### Input rows ###

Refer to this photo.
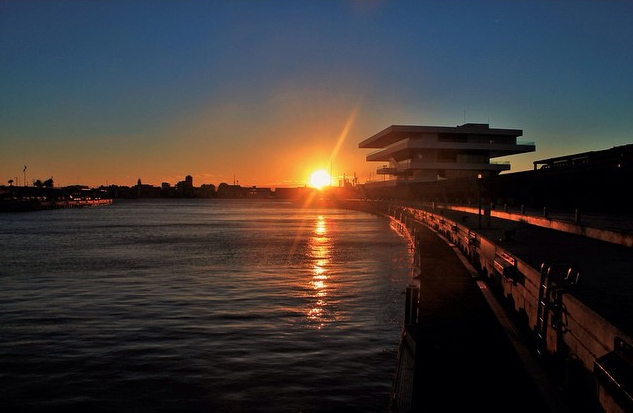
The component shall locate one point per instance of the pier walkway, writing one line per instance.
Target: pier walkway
(463, 352)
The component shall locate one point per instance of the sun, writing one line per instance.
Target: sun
(319, 179)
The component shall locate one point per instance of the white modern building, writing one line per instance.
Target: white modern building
(432, 153)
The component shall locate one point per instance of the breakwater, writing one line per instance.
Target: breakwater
(568, 295)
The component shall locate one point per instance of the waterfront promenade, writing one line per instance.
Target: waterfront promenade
(463, 350)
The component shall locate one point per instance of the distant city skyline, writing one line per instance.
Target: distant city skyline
(267, 92)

###

▶ Directions for this task
Rewrite the lines starting with the one that contains "promenade, writing one line per instance." and going on through the end of the data, with "waterfront promenade" replaced by "seaside promenade" and everything else left unchanged.

▶ Exercise solution
The component shall locate one point per instance of the seaside promenade, writing one line per instance.
Target: seaside promenade
(463, 350)
The component shall locate one point per instance of the distant city skyline, writing one line per instance.
Target: distant city skyline
(267, 92)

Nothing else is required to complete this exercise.